Enunciado:
Copie sem alterações as linhas da listagem, começando na linha que contém "194, row 14." e terminando no fim da listagem, incluindo ambas as pontas.

※

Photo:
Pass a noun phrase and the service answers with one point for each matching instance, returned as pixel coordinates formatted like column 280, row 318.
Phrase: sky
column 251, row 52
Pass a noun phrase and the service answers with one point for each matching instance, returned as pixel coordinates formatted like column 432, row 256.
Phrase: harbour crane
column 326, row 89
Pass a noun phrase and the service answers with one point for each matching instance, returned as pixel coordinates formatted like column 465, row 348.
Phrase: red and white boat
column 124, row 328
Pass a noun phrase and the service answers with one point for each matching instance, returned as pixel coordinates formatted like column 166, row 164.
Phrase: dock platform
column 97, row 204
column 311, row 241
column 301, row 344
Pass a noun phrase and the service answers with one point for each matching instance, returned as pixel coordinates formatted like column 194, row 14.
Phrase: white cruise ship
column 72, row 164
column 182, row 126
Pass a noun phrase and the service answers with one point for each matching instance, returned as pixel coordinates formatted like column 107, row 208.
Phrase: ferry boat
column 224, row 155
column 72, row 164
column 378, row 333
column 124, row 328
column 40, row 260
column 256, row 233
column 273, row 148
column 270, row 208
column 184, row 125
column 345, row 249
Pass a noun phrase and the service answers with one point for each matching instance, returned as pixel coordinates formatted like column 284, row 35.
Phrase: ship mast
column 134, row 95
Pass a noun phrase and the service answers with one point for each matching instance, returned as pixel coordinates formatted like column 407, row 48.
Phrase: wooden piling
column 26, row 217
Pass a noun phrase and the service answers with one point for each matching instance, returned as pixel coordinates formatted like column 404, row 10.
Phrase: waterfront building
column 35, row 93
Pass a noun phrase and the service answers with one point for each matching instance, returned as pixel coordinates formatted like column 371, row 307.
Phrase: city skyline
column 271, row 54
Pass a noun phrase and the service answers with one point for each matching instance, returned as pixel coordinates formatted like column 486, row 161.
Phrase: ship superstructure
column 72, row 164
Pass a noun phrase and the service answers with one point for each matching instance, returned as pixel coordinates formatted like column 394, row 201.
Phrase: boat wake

※

Resultado do exercício:
Pass a noun phrase and the service answers with one point for each matching instance, returned as pixel coordinates formatted like column 194, row 14.
Phrase: white cruise ship
column 72, row 164
column 182, row 126
Pass a noun phrase and the service answers with one point for each matching instance, returned as pixel coordinates formatted like column 107, row 208.
Phrase: ferry boat
column 224, row 155
column 72, row 164
column 378, row 333
column 124, row 328
column 40, row 260
column 256, row 233
column 273, row 148
column 270, row 208
column 184, row 125
column 345, row 249
Pass a noun phrase and the service answers with one point for each matching instance, returned as pixel coordinates formatted like column 284, row 35.
Phrase: ship mast
column 134, row 95
Pass a noun phrase and the service answers with one point for each matching instance, returned as pixel coordinates formatted like column 407, row 48.
Phrase: wooden piling
column 26, row 217
Pass a noun phrase and the service answers with one point for each matching instance, returned as pixel coordinates formatted like column 404, row 10.
Phrase: waterfront building
column 35, row 93
Pass a noun phrase and the service answers with one point for each matching instance, returned as pixel coordinates formatted like column 371, row 307.
Phrase: city skyline
column 271, row 54
Pass a noun phrase and the service answers with one point for each matching instance, returned as pixel coordinates formatted like column 486, row 161.
Phrase: ship superstructure
column 72, row 164
Pass a noun phrase and the service answers with one point for each matching instance, returned as pixel coordinates formatted like column 394, row 201.
Phrase: boat wake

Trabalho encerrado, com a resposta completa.